■ **WHAT TO PRODUCE**:
Type out the material below exactly.

* * *

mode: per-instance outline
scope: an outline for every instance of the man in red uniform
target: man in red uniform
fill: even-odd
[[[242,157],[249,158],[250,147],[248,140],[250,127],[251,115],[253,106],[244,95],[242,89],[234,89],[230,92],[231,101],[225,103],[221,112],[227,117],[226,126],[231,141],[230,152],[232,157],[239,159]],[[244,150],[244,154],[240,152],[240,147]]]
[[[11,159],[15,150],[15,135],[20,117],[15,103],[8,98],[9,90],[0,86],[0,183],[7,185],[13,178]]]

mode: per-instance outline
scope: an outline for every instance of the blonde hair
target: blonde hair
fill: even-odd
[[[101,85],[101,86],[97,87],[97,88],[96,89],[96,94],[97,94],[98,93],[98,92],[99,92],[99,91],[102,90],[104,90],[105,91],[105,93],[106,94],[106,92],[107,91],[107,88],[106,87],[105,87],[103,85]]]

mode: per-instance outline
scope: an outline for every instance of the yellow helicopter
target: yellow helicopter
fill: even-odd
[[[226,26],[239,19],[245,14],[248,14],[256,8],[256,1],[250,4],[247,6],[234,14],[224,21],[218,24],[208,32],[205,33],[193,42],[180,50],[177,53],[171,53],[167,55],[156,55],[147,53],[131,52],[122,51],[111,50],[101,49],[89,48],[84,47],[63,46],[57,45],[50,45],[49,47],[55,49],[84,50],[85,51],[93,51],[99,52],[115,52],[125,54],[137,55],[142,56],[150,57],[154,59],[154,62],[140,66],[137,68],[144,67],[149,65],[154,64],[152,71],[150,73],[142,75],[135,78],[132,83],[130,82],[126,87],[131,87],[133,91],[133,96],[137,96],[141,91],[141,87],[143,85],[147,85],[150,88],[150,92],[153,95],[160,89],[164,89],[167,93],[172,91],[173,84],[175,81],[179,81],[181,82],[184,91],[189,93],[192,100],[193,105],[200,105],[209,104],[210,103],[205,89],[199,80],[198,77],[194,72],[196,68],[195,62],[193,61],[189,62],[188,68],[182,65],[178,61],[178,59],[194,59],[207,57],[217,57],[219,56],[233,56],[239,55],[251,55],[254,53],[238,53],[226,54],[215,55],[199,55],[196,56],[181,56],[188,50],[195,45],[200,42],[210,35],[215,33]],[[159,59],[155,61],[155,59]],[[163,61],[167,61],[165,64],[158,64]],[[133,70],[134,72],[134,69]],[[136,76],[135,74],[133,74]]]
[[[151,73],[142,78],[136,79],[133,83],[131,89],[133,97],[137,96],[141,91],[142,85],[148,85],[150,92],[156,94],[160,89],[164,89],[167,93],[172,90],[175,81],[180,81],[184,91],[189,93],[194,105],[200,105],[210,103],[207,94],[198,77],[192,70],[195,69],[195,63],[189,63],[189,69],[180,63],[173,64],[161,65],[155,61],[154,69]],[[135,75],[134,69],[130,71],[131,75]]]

* * *

■ **ANSWER TO THE EXERCISE**:
mode: per-instance outline
scope: an outline for every instance of the man in red uniform
target: man in red uniform
fill: even-odd
[[[242,157],[249,158],[250,147],[248,140],[250,127],[251,115],[253,106],[244,95],[242,89],[234,89],[230,92],[231,101],[225,103],[221,112],[227,117],[226,126],[231,141],[230,152],[232,157],[239,159]],[[244,150],[244,154],[240,152],[240,147]]]
[[[11,159],[15,150],[15,135],[20,117],[15,103],[8,98],[9,90],[0,86],[0,183],[7,185],[13,178]]]

mode: per-instance outline
scope: an outline for every instance of the blonde hair
target: blonde hair
fill: even-odd
[[[101,85],[101,86],[97,87],[97,88],[96,89],[96,94],[97,94],[98,93],[98,92],[99,92],[99,91],[102,90],[104,90],[105,91],[105,93],[106,94],[106,92],[107,91],[107,88],[106,87],[105,87],[103,85]]]

mode: per-instance outline
scope: an outline for every instance of the yellow helicopter
target: yellow helicopter
fill: even-odd
[[[226,26],[239,19],[245,14],[248,14],[256,8],[256,1],[250,4],[247,6],[234,14],[224,21],[218,24],[208,32],[205,33],[193,42],[180,50],[177,53],[171,53],[167,55],[156,55],[147,53],[131,52],[122,51],[111,50],[101,49],[89,48],[84,47],[63,46],[57,45],[50,45],[49,47],[55,49],[84,50],[85,51],[93,51],[99,52],[115,52],[125,54],[137,55],[142,56],[150,57],[154,59],[154,62],[140,66],[137,68],[144,67],[149,65],[154,64],[152,71],[150,73],[142,75],[135,78],[132,83],[130,82],[126,87],[131,87],[133,91],[133,96],[137,96],[141,91],[141,87],[143,85],[147,85],[150,88],[150,92],[153,95],[160,89],[164,89],[167,93],[172,91],[173,84],[175,81],[179,81],[181,82],[184,91],[189,93],[192,100],[193,105],[200,105],[209,104],[210,103],[205,89],[199,80],[198,77],[194,72],[196,68],[195,62],[193,61],[189,62],[188,68],[182,65],[178,61],[178,59],[194,59],[207,57],[217,57],[219,56],[233,56],[239,55],[251,55],[254,53],[238,53],[226,54],[215,55],[199,55],[196,56],[181,56],[188,50],[195,45],[200,42],[210,35],[215,33]],[[159,59],[155,61],[155,59]],[[163,61],[167,61],[165,64],[158,64]],[[133,70],[134,72],[134,69]],[[136,76],[135,74],[133,74]]]
[[[151,73],[142,78],[136,79],[133,83],[131,89],[133,97],[137,96],[141,91],[142,85],[148,85],[150,92],[156,94],[160,89],[164,89],[167,93],[172,90],[175,81],[180,81],[184,91],[189,93],[194,105],[200,105],[210,103],[207,94],[198,77],[192,70],[195,69],[195,63],[189,63],[189,69],[180,63],[173,64],[161,65],[155,61],[154,69]],[[135,75],[134,69],[130,71],[131,75]]]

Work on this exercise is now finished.